YOUR TASK:
Please switch "keypoint" to "marker" everywhere in the listing below and keep everything else unchanged. Leave the pictures out of your copy.

· · · · · · ·

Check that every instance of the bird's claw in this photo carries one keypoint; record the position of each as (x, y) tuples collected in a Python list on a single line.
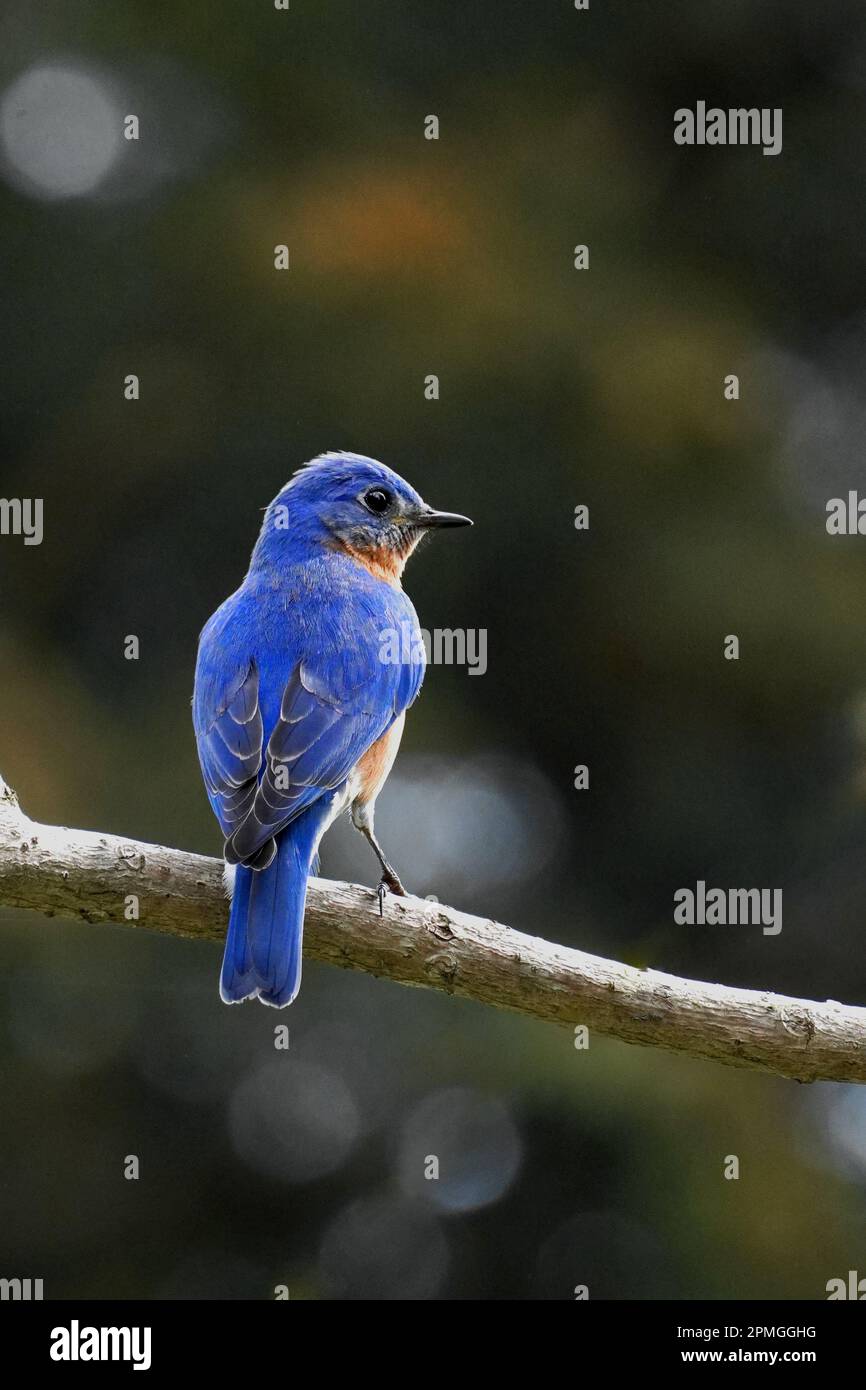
[(389, 883)]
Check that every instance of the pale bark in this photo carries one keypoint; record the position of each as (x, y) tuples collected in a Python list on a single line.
[(88, 876)]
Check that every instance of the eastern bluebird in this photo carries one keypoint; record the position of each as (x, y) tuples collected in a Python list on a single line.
[(296, 713)]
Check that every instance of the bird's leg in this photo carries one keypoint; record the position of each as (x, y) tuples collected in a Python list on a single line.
[(362, 819)]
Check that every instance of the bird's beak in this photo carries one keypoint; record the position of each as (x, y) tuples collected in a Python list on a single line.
[(441, 519)]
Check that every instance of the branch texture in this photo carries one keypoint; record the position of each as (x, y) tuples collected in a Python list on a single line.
[(88, 876)]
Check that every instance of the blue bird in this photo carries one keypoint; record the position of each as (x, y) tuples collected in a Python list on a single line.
[(298, 712)]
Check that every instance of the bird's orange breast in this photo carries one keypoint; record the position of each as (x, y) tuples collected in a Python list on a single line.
[(376, 763)]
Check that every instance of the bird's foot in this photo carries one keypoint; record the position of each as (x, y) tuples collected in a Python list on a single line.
[(389, 883)]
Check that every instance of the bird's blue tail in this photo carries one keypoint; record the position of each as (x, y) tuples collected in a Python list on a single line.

· · · · · · ·

ANSWER TO THE EXERCISE:
Check that every instance of the bird's claw in this photo carries one marker; record the position of each as (x, y) tuples collected in a Python list on a single line.
[(389, 883)]
Check that every instance of the pale bark in this photo carries one marker; record the position of each as (x, y) tuples collected in a Python list on a single line.
[(88, 876)]
Check that every instance of the eastern bluebird in this photo carries one marker; record the position of each as (x, y) tuples collected in a Python list on a single line.
[(296, 713)]
Check that every instance of the bird's leg in this photo carries one marker; record the position of each as (x, y) tuples collected in a Python list on a single line.
[(362, 819)]
Check that every instance of the bird's beak in this photo carries one marker; record the position of each as (x, y) tuples collected in a Python list on a single line.
[(441, 519)]
Check that every instance of the branch texture in this photo carries one marker; record the position of each as (x, y) tuples collected in a Python list on a single line.
[(88, 876)]
Check that every instance of the blue bird in this photo carries one marker; record the position of each as (x, y) tuples collected in a Python list on a single line.
[(298, 712)]
Check that every instance of the bird's orange breast in this photo carries one marker; record the position of each as (x, y) tuples collected in a Python list on a single line.
[(376, 763)]
Check that every instance of the bird's foot in this photo carries one marker; record the position of each as (x, y) tuples collected in a Python list on a single line.
[(389, 883)]
Check that every instance of the bird's blue tail in this photo carries one marker; record the position of each as (x, y) tuples collected in a Python list on a single line.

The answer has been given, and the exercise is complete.